=== EXCERPTED TEXT ===
Which means there's a legitimate political disagreement to be had about the value whoever's in power places on saving a statistical life when deciding on a pandemic response. If van Velden had been of the opinion that the Ardern govt had undervalued a statistical life, there'd be a lot less outrage but her dispute with government policy would effectively be the same: a dispute over valuations. The bottom line is that people who don't feel capable of prioritising the national interest in decision-making about such valuations shouldn't seek national political office.
This must be the most perfect example of a straw man argument I've ever seen on this forum. Invent something your opponent never said in order to defend your ally.
In this case your opponent is the progressive left and the ally you defend is Brooke van Velden.
We see you.
You're NZ's version of John Fetterman, the Democrat congressman who after a brain injury began voting alongside Republicans.
How is it a straw man? Some agencies have to put a dollar value on human life and that dollar amount can therefore be disputed. If van Velden arguing the amount was estimated too high is portrayed as inherently an evil thing to say, that's an implied argument that there's no such thing as "too high."
=== RECORD SET ===
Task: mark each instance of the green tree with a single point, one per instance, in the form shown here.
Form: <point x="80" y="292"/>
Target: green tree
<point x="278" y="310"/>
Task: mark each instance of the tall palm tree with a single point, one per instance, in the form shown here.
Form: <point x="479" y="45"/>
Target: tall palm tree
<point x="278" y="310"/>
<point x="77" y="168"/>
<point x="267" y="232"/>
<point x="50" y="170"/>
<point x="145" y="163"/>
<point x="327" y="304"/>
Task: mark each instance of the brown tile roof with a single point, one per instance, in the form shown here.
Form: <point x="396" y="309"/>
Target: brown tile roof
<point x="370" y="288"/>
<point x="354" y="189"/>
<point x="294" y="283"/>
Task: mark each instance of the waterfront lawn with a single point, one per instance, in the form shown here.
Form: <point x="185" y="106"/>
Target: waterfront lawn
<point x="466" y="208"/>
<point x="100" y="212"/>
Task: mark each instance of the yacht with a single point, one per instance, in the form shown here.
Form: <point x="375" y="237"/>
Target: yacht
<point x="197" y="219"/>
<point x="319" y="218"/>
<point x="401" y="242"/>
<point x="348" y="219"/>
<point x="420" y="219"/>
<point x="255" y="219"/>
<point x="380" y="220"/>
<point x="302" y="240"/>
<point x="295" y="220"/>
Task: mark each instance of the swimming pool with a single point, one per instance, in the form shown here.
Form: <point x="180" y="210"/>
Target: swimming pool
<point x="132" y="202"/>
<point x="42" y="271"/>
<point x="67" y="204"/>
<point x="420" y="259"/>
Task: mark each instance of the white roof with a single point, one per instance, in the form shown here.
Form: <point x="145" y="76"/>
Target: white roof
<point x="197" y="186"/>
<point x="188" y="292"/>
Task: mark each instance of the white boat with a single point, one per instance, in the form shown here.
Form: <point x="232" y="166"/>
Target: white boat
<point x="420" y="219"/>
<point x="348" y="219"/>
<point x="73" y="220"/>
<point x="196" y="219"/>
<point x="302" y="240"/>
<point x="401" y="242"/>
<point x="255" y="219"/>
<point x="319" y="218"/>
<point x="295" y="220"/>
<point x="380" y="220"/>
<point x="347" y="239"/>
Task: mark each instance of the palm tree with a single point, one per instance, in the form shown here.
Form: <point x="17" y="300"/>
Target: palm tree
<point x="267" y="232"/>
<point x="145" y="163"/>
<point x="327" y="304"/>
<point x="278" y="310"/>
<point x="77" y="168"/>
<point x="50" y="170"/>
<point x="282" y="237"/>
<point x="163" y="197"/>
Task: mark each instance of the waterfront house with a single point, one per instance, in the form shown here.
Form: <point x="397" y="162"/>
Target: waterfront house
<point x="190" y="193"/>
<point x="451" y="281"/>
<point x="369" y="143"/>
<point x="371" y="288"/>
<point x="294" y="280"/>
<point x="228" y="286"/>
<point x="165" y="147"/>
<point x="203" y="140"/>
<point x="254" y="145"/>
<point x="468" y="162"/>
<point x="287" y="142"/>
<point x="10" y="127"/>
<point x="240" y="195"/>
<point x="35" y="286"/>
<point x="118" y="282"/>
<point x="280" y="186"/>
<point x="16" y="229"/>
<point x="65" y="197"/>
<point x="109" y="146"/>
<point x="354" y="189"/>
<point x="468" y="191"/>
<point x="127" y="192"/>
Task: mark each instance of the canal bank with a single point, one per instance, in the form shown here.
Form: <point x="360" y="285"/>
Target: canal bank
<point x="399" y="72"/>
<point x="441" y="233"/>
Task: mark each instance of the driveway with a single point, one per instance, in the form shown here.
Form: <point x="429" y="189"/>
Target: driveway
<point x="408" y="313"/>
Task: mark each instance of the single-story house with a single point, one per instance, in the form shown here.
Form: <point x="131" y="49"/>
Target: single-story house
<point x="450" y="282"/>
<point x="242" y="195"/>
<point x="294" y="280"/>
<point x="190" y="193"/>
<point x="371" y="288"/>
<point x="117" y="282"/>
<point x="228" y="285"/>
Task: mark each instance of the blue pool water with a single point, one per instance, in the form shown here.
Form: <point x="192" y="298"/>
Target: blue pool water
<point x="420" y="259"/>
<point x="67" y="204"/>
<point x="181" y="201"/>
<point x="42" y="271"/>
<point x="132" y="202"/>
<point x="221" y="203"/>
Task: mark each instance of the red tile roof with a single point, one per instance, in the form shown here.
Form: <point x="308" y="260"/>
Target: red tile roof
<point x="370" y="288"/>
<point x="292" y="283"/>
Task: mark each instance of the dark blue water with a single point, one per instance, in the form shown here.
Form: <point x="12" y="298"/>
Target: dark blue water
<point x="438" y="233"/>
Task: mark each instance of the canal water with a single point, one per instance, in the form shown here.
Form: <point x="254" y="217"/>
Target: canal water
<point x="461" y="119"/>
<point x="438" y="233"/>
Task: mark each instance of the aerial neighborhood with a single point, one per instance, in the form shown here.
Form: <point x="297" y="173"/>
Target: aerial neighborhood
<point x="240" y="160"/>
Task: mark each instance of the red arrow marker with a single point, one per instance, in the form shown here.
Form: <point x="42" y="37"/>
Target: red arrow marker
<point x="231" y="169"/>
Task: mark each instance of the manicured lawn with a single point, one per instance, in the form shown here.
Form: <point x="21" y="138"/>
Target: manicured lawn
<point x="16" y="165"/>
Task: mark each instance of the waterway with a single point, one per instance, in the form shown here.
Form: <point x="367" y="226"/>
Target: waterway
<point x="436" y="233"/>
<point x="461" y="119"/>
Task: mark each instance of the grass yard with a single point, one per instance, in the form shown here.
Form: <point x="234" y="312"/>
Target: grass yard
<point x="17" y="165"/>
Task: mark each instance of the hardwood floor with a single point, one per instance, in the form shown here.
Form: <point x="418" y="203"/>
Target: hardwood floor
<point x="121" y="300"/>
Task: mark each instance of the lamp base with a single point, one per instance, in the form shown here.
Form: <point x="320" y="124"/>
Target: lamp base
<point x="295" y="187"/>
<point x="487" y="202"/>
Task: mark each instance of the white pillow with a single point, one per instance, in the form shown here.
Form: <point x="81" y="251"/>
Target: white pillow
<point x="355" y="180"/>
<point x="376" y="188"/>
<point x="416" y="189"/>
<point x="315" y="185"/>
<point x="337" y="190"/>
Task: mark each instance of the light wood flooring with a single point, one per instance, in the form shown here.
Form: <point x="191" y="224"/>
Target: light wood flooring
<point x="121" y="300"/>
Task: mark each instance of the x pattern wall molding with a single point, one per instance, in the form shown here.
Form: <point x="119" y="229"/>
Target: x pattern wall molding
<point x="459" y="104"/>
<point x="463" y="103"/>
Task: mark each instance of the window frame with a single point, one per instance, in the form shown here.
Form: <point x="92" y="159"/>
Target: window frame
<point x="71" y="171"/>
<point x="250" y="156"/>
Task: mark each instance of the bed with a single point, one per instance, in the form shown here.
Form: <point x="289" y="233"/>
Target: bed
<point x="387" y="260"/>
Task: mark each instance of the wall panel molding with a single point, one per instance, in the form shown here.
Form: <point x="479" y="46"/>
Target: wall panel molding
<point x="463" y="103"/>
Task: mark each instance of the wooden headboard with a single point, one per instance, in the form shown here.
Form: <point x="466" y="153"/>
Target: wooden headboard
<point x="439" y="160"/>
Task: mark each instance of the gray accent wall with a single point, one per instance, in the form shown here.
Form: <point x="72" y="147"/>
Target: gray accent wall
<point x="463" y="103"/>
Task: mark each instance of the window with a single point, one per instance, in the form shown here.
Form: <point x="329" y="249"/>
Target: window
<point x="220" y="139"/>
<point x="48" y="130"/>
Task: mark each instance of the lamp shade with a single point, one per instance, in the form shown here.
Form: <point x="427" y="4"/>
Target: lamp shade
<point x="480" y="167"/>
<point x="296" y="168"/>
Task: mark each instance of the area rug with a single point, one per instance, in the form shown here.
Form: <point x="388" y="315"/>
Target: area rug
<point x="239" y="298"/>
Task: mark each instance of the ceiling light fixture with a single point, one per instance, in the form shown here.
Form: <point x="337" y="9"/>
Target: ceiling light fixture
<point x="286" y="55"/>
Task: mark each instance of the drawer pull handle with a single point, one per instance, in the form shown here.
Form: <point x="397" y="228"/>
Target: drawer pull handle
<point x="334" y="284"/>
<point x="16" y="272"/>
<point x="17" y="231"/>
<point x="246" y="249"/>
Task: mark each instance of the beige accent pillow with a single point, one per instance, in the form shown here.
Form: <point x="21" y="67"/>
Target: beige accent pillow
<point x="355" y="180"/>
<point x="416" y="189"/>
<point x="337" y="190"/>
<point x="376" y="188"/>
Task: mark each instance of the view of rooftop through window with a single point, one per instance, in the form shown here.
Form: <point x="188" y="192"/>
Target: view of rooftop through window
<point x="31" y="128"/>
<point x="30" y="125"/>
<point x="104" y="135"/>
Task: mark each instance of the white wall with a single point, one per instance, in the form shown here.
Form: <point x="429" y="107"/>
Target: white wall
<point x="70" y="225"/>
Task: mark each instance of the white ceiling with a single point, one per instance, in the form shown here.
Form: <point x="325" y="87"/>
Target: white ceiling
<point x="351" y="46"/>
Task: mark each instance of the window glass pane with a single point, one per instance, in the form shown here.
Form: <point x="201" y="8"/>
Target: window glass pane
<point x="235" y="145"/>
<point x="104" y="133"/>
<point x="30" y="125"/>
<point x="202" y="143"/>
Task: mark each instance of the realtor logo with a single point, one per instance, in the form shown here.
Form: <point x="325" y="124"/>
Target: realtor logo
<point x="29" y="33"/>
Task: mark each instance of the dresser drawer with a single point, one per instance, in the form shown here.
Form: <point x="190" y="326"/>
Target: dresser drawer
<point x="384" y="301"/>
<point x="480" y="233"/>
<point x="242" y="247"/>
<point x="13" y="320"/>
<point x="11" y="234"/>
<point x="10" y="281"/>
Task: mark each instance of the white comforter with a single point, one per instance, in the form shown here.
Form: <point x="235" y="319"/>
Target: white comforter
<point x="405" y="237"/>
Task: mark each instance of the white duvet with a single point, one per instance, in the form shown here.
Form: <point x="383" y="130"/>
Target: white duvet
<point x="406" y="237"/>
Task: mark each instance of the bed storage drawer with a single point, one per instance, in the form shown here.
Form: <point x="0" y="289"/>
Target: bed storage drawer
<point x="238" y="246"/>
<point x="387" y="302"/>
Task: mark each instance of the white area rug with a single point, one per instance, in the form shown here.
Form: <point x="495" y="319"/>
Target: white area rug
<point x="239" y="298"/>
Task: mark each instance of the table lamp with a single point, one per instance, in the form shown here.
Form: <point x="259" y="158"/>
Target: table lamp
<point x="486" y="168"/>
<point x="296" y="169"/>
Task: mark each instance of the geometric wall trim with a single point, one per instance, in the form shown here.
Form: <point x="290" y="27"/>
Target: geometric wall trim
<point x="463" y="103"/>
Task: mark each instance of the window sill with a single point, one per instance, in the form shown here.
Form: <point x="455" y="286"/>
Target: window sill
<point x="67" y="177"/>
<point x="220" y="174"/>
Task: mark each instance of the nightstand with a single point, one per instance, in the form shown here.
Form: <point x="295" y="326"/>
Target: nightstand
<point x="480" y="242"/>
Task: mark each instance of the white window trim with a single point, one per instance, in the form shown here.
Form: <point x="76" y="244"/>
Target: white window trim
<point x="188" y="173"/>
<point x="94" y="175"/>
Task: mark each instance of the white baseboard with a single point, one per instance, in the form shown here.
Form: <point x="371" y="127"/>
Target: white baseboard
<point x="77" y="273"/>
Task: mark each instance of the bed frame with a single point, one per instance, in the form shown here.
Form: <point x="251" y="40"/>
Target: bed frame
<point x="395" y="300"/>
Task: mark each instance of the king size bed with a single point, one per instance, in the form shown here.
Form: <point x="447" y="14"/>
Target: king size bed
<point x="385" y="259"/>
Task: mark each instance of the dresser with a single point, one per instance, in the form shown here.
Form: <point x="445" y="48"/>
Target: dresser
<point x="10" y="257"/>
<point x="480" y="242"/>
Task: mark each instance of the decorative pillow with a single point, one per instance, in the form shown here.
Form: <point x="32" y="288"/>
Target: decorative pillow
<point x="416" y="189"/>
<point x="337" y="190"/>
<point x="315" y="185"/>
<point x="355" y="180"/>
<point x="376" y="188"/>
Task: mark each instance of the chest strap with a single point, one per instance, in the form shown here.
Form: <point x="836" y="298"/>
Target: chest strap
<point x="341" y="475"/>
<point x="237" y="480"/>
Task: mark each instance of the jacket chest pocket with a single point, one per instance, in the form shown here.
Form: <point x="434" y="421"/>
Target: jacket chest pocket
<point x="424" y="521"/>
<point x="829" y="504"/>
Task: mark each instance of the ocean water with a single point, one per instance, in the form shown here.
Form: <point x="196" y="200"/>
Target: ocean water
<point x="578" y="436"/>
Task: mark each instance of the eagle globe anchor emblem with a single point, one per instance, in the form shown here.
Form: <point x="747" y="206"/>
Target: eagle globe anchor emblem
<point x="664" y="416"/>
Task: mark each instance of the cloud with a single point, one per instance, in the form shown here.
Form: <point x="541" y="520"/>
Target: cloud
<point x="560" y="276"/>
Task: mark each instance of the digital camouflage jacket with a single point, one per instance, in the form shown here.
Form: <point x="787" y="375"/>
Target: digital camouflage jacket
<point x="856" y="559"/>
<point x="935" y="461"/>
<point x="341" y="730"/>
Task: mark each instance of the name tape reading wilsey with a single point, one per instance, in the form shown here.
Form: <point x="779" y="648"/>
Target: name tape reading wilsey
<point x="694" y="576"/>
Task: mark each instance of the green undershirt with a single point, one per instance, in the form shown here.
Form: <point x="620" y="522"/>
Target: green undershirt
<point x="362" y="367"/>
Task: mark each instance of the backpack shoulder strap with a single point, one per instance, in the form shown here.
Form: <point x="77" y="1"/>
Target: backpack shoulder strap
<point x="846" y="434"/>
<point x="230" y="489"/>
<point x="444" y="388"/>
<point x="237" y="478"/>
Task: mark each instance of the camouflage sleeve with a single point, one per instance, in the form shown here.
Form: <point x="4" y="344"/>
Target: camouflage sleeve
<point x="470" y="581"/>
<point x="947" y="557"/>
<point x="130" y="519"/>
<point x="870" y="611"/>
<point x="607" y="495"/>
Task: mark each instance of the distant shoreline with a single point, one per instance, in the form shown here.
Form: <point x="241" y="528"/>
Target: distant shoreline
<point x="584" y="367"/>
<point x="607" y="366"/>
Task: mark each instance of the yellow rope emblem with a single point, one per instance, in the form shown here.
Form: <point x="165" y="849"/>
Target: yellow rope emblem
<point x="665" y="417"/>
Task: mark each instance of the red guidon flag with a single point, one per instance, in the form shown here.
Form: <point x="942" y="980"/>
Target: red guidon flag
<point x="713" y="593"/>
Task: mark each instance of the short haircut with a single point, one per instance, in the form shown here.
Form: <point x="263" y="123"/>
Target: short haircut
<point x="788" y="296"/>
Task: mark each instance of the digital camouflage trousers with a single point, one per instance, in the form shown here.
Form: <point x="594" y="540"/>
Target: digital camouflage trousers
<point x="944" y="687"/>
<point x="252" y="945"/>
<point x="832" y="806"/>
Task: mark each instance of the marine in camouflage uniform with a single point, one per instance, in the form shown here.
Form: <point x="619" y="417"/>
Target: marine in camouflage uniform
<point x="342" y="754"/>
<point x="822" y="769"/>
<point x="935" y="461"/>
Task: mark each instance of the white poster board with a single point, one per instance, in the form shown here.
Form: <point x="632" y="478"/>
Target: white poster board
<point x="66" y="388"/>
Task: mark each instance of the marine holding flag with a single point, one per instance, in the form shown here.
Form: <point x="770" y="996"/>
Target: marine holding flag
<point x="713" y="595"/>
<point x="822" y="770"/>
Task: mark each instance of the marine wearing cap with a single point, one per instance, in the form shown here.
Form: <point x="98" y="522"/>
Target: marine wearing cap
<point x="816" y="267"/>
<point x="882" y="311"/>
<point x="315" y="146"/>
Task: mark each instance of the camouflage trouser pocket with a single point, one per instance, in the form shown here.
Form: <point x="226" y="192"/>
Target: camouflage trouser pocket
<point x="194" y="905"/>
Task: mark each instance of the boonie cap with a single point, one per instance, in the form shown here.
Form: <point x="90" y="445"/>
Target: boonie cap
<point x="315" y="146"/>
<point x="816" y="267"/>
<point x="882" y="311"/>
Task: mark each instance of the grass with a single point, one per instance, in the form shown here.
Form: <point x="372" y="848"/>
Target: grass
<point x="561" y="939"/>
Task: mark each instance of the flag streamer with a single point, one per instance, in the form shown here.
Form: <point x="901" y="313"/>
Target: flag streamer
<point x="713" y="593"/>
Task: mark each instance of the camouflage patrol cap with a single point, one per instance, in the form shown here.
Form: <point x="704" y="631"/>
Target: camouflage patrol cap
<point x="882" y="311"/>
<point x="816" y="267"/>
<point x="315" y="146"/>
===
ASSIGNMENT 1 → List every person the forum discussion about valuing a statistical life mentions by name.
ASSIGNMENT 2 → Write the next part of the forum discussion about valuing a statistical life, picking up after its final post.

WRITTEN REPLY 1 →
Brooke van Velden
Ardern
John Fetterman

WRITTEN REPLY 2 →
As a matter of political marketing, a politician whose message is "The problem with the previous government is that it put too high a value on human life" is spectacularly bad at politics and she's probably well advised to quit. I've mocked ACT for it myself. But what's good or bad in terms of political marketing isn't the same thing as good or bad in a moral sense. Her trashing the pay equity claims process was the real moral failure.
For a great discussion on the value of human life, watch Michael Keaton in Worth.
From IMDB
"Following the horrific 2001 attacks on the World Trade Center and Pentagon, Congress appoints attorney and renowned mediator Kenneth Feinberg (Michael Keaton) to lead the September 11th Victim Compensation Fund. Assigned with allocating financial resources to the victims of the tragedy, Feinberg and his firm's head of operations, Camille Biros (Amy Ryan), face the impossible task of determining the worth of a life to help the families who had suffered incalculable losses. When Feinberg locks horns with Charles Wolf (Stanley Tucci), a community organizer mourning the death of his wife, his initial cynicism turns to compassion as he begins to learn the true human costs of the tragedy."
Sure it gets a bit shmultzy in way the American movies do, but the premise is fascinating.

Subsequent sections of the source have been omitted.